# Directions for this task:
Repeat the entries below word for word, though any picture in them should be dropped.

# Images for object localization:
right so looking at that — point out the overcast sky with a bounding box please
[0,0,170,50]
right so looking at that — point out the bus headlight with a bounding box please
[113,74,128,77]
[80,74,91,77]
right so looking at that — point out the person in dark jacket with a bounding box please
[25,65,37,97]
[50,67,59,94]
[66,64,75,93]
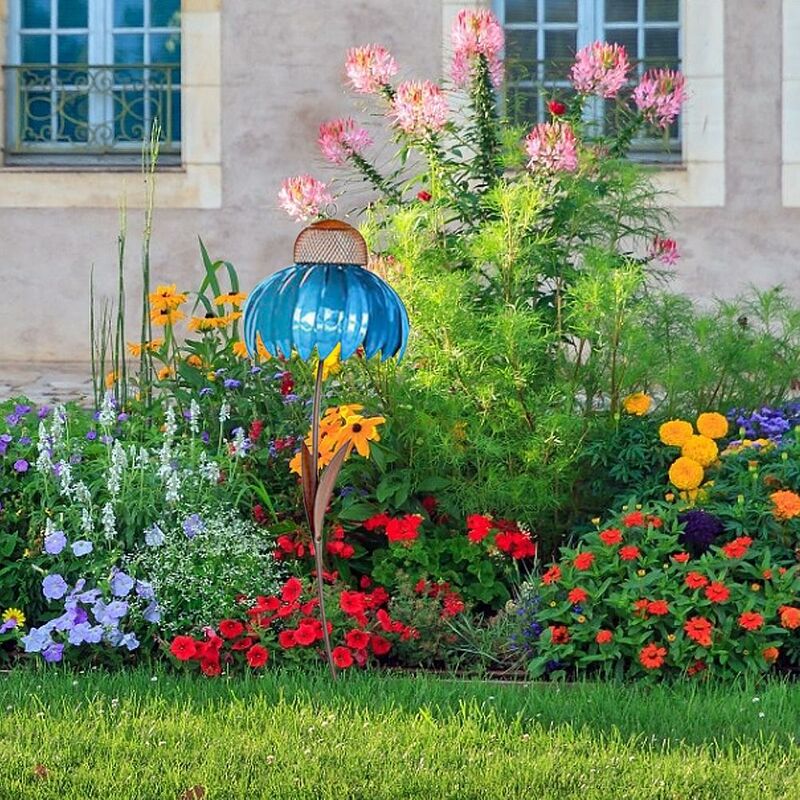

# Response to the exercise:
right so looking at that — point out the overcast sky with a bounding box please
[0,0,170,50]
right so looking at that — point out the bus headlight with a bounding box please
[113,74,128,77]
[80,74,91,77]
right so looking at that — point out the person in dark jacket with a bounding box please
[25,65,37,97]
[50,67,59,94]
[66,64,75,93]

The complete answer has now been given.